*Assignment:* In the Chernobyl text below, start at the words "What happened in" and stop after "area including Europe.", rewriting that passage with "Technicians" changed to "Engineers".
*** Opening Excerpt to read ***
The Chernobyl accident happened in 1986 and is still considered the most disastrous power plant accident in history. Still today, radiation levels are among the highest on the planet!
Radiation and why it is so dangerous
Radiation is a way that energy or heat moves around. The low levels of radiation that are all around us is known as background radiation. The sun, rocks, soil and even animals all give off low levels of radiation.
Radiation specialists use the unit “rem” or “sievert” to describe the amount of radiation dose a human receives. Basically, it indicates how much radiation energy is absorbed in our bodies. Low levels of radiation are not dangerous but medium levels can lead to sickness, headaches, vomiting and fever. High levels are very dangerous and can cause death by damaging internal organs or causing cancer. Treating the consequences of long term exposure to radiation is difficult.
A nuclear power plant produces a lot of radiation but usually, it is safely contained within the reactor. If the reactor becomes badly damaged – like what happened at Fukushima in Japan in 2011 – radiation can escape and damage the environment.
What happened in Chernobyl
The disaster occurred on April 25-26, 1986 during a late night safety test. Technicians simulated a station power-failure but due to non-compliance with test checklists and reactor design flaws, the experiment resulted in uncontrolled reactor conditions. Water flashing into steam generated a destructive steam explosion and an open-air graphite fire. For the next week, the fire sent long plumes of highly radioactive fallout into the atmosphere over an extensive geographical area including Europe.
The steam-blast effects caused two deaths at the facility but over the coming weeks, 134 servicemen were hospitalized with acute radiation sickness (ARS), of which 28 firemen and employees died. Long-term effects are still being investigated.
At Chernobyl, many tons of radioactive soil have been removed and in 2011, Chernobyl was officially declared a tourist attraction. However, radioactive material and objects are still present in the area causing levels of radioactivity much higher than the normal background radiation.
*** Closing Excerpt to read ***
*** Opening Study material ***
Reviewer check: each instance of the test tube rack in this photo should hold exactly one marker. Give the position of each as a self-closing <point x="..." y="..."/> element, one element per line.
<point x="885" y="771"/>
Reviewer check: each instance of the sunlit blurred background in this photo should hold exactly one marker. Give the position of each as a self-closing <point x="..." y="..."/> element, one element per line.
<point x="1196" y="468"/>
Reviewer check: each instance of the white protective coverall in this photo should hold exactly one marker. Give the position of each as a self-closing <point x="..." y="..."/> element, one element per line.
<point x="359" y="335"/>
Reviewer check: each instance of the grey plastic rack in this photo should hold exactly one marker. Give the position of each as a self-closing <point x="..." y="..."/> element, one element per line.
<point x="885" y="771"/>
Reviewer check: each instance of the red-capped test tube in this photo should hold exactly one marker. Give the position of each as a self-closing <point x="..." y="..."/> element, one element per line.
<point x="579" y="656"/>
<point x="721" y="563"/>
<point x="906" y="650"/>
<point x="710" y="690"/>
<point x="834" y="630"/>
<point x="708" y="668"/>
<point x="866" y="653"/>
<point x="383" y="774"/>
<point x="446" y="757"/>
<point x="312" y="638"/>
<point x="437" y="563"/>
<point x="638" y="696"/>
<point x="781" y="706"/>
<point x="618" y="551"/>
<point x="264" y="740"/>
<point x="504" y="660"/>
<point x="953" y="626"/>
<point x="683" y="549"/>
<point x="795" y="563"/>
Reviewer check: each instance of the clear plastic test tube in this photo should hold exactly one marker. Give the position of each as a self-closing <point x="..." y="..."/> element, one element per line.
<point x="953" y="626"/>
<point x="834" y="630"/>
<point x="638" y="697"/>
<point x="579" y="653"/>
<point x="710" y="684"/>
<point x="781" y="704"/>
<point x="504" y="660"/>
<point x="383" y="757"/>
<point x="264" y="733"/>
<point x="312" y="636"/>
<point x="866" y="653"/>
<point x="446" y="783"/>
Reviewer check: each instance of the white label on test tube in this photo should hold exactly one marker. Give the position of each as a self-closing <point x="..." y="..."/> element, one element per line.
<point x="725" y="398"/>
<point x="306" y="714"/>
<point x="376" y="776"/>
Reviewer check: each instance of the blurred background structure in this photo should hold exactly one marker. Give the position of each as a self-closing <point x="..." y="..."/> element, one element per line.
*** Closing Study material ***
*Expected output:*
What happened in Chernobyl
The disaster occurred on April 25-26, 1986 during a late night safety test. Engineers simulated a station power-failure but due to non-compliance with test checklists and reactor design flaws, the experiment resulted in uncontrolled reactor conditions. Water flashing into steam generated a destructive steam explosion and an open-air graphite fire. For the next week, the fire sent long plumes of highly radioactive fallout into the atmosphere over an extensive geographical area including Europe.